══ EXCERPT
Writing an LLM from scratch, part 4
I'm reading Sebastian Raschka's book "Build a Large Language Model (from Scratch)", and posting about what I found interesting every day that I read some of it.
Today I read through chapter 3, which introduces and explains attention mechanisms -- the core architecture that allows LLMs to "understand" the meaning of text in terms of the relationships between words. This feels like the core of the book; at least, for me, it's the part of the underlying workings of LLMs that I understand the least. I knew it was something to do with the LLM learning which other words to pay attention to when looking at a particular one, but that's pretty much it.
And it's a tough chapter. I finished with what I felt was a good understanding at a high level of how the calculations that make up self-attention in an LLM work -- but not of how self-attention itself works. That is, I understood how to write one, in terms of the steps to follow mathematically, but not why that specific code would be what I would write or why we would perform those mathematical operations.
════
══ RECORDS PROVIDED
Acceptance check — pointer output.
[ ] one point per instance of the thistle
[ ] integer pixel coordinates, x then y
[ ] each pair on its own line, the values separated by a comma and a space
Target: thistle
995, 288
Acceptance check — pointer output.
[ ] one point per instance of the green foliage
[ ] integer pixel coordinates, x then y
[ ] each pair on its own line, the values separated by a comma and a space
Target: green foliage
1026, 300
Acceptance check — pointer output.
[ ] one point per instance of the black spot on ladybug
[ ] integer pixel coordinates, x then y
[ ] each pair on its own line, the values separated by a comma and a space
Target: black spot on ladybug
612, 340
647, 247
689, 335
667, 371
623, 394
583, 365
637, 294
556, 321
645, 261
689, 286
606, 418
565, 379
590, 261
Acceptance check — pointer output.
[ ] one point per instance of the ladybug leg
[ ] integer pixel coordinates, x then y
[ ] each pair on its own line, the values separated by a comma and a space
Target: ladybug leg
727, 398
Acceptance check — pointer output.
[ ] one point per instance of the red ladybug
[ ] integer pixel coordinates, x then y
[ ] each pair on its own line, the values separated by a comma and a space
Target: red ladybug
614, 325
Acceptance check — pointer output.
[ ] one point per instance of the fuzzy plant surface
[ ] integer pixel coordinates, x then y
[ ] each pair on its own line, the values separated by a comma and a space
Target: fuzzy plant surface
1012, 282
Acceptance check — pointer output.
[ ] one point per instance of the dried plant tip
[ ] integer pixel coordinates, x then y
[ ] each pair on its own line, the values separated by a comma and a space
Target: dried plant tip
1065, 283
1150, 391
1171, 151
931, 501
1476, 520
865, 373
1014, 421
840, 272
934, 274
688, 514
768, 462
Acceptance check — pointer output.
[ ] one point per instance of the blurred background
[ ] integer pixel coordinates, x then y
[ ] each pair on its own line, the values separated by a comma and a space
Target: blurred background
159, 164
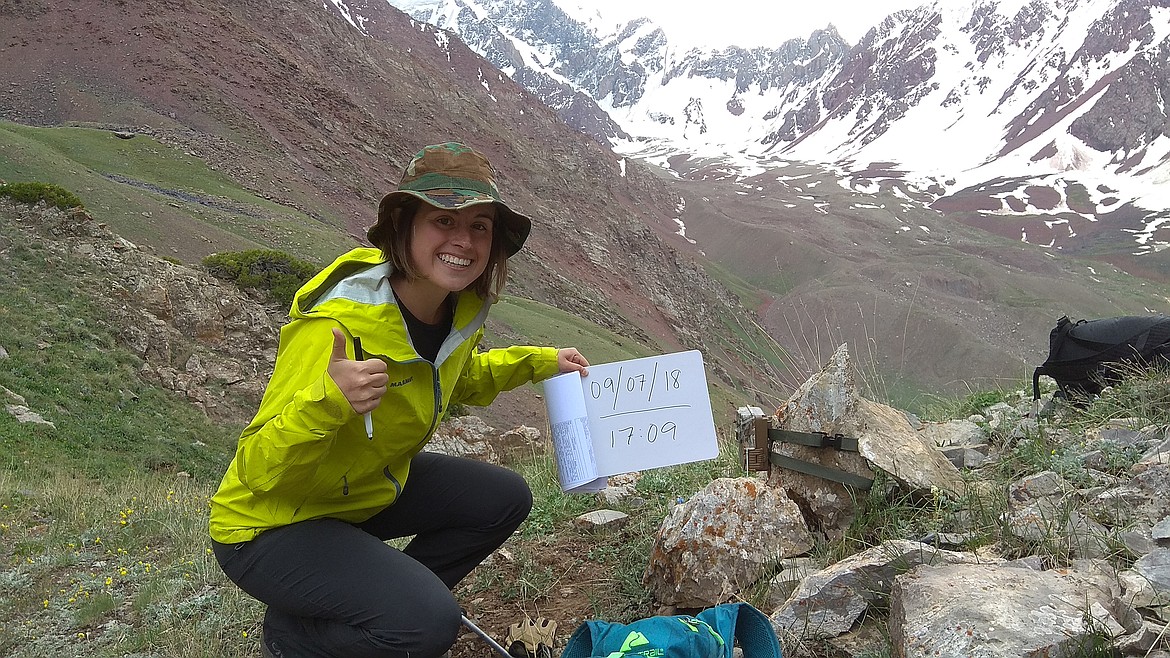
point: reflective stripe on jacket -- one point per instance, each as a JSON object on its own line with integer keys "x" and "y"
{"x": 307, "y": 454}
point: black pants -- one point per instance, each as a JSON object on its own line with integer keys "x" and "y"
{"x": 334, "y": 589}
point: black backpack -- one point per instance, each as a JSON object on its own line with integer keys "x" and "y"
{"x": 1088, "y": 355}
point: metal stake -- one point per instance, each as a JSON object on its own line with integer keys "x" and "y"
{"x": 486, "y": 637}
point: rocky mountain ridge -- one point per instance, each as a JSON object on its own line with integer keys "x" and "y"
{"x": 300, "y": 107}
{"x": 1055, "y": 101}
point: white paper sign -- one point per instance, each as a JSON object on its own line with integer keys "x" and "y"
{"x": 630, "y": 416}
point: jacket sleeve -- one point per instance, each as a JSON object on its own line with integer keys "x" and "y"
{"x": 298, "y": 417}
{"x": 487, "y": 374}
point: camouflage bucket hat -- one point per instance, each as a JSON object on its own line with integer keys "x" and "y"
{"x": 452, "y": 176}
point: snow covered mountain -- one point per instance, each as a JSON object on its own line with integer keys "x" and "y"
{"x": 1044, "y": 108}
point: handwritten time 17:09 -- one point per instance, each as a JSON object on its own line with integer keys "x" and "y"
{"x": 649, "y": 433}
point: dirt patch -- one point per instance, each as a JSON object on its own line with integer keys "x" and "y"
{"x": 552, "y": 578}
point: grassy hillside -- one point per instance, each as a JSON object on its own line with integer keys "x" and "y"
{"x": 103, "y": 514}
{"x": 153, "y": 193}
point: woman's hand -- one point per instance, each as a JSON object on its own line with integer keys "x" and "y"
{"x": 363, "y": 382}
{"x": 569, "y": 360}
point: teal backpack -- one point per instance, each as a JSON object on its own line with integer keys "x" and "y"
{"x": 711, "y": 633}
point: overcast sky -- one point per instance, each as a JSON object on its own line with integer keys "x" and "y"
{"x": 751, "y": 22}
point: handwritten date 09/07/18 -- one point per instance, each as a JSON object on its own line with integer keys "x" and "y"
{"x": 639, "y": 384}
{"x": 652, "y": 433}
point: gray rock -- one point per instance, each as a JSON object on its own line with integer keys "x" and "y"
{"x": 827, "y": 603}
{"x": 988, "y": 611}
{"x": 722, "y": 540}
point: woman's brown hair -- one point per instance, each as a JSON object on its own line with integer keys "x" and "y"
{"x": 396, "y": 248}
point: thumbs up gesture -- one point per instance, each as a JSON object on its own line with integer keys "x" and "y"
{"x": 363, "y": 382}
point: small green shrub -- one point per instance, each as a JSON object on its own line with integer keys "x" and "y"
{"x": 33, "y": 193}
{"x": 265, "y": 269}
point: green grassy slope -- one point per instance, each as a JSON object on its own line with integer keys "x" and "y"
{"x": 153, "y": 193}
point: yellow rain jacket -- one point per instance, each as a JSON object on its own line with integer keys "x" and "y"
{"x": 307, "y": 454}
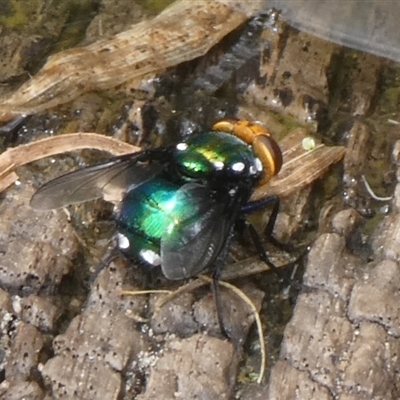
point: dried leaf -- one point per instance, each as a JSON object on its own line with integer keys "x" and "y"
{"x": 185, "y": 30}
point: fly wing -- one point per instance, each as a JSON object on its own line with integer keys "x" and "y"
{"x": 197, "y": 234}
{"x": 109, "y": 180}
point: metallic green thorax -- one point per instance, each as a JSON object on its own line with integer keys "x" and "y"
{"x": 206, "y": 155}
{"x": 159, "y": 209}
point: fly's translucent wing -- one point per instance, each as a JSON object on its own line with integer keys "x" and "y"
{"x": 109, "y": 180}
{"x": 198, "y": 234}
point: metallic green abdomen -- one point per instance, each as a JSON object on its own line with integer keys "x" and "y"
{"x": 146, "y": 213}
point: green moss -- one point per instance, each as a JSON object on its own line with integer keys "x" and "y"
{"x": 21, "y": 13}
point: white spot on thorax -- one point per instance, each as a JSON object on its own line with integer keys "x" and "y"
{"x": 238, "y": 167}
{"x": 123, "y": 241}
{"x": 219, "y": 165}
{"x": 151, "y": 257}
{"x": 258, "y": 164}
{"x": 181, "y": 146}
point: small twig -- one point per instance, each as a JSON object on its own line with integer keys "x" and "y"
{"x": 371, "y": 192}
{"x": 257, "y": 319}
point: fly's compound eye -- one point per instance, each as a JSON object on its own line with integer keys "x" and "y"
{"x": 241, "y": 128}
{"x": 270, "y": 155}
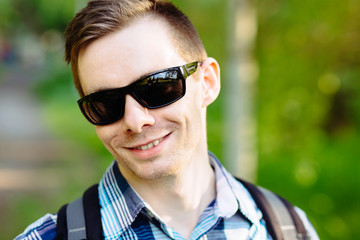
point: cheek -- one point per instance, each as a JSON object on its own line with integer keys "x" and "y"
{"x": 105, "y": 135}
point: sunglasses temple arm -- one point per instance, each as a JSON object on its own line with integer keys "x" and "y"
{"x": 189, "y": 69}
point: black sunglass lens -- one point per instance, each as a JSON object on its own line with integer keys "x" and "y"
{"x": 160, "y": 89}
{"x": 103, "y": 108}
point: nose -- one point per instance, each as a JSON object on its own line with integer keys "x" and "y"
{"x": 136, "y": 117}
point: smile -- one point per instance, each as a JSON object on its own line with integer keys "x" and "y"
════
Transcribe the stretch of the post above on writing an LLM from scratch from "Today I read" through "those mathematical operations.", word for word.

Today I read through chapter 3, which introduces and explains attention mechanisms -- the core architecture that allows LLMs to "understand" the meaning of text in terms of the relationships between words. This feels like the core of the book; at least, for me, it's the part of the underlying workings of LLMs that I understand the least. I knew it was something to do with the LLM learning which other words to pay attention to when looking at a particular one, but that's pretty much it.
And it's a tough chapter. I finished with what I felt was a good understanding at a high level of how the calculations that make up self-attention in an LLM work -- but not of how self-attention itself works. That is, I understood how to write one, in terms of the steps to follow mathematically, but not why that specific code would be what I would write or why we would perform those mathematical operations.